| STATED EXERCISE |
Rewrite the lines of the records below, changing every "pin" to "marker" and keeping everything else the same.

Excerpts from point annotation data
# # #
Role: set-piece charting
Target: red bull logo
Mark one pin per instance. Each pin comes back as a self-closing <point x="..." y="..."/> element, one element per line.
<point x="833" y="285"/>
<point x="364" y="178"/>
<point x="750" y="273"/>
# # #
| FULL SOLUTION |
Role: set-piece charting
Target: red bull logo
Mark one marker per instance. Each marker comes back as a self-closing <point x="..." y="..."/> element, one element per line.
<point x="833" y="285"/>
<point x="364" y="178"/>
<point x="750" y="273"/>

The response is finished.